**Data to process:**

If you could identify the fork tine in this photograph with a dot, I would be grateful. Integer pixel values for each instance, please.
---
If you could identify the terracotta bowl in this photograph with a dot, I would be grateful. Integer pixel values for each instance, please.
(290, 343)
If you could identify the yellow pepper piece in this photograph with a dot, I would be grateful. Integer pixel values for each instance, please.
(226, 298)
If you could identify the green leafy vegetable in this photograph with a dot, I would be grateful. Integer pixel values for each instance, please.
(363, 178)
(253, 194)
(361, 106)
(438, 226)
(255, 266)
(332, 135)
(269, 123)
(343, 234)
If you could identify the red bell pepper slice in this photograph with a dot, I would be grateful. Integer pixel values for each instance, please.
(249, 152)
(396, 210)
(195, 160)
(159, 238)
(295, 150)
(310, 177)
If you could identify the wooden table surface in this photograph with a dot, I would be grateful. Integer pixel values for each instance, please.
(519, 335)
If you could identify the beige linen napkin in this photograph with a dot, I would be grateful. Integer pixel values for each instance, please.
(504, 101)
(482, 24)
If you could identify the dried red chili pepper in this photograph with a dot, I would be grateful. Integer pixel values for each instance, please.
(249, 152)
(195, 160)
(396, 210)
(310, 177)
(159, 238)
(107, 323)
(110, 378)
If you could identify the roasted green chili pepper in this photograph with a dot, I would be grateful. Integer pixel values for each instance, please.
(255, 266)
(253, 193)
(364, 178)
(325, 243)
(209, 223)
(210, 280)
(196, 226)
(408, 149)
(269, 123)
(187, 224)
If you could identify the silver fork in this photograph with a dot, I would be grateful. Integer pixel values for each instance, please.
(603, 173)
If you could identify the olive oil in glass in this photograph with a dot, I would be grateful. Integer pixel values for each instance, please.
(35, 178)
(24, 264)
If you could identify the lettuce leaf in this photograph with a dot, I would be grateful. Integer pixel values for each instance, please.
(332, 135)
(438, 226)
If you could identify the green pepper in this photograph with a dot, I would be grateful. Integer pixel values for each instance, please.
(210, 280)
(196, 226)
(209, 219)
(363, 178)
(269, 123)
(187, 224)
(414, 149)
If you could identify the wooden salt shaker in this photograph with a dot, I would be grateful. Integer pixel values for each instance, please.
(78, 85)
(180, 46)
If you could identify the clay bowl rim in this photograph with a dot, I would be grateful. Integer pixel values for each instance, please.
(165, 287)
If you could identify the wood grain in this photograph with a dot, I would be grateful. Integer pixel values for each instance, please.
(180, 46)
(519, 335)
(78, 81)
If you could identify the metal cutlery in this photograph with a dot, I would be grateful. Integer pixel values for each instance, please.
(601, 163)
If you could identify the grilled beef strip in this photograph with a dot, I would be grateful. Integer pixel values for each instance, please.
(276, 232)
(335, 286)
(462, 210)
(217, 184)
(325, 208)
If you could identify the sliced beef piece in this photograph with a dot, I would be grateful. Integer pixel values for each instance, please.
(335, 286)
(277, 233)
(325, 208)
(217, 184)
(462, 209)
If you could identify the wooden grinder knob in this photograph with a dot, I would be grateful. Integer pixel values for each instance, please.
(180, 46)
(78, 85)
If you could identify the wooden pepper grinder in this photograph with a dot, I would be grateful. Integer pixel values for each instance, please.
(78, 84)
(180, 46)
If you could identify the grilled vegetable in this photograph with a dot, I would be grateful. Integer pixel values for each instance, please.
* * *
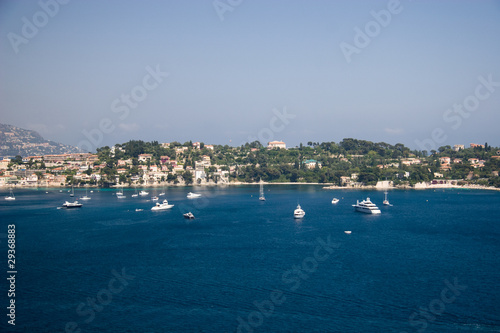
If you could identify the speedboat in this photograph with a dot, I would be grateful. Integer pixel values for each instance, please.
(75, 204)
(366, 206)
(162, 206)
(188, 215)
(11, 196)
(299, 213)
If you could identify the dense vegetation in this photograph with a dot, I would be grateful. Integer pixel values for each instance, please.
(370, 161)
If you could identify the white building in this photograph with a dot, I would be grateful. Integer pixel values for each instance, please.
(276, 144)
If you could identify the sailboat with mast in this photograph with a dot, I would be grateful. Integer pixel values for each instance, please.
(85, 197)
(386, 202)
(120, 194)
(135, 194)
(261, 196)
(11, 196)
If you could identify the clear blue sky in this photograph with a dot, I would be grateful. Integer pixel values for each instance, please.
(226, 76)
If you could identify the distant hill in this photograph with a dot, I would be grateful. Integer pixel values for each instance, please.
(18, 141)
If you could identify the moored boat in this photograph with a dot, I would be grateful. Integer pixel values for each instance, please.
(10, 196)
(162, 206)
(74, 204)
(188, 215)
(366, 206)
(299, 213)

**The problem:** Collect each line of the records above that contains the word "bowl", keeping them in their original order.

**Reply:**
If you could identify the terracotta bowl in this photograph with a dot, I would be grateful. Integer pixel values for each instance, please.
If you could identify the clay bowl rim in this photograph with a dot, I would be grateful. Integer pixel values for each instance, please.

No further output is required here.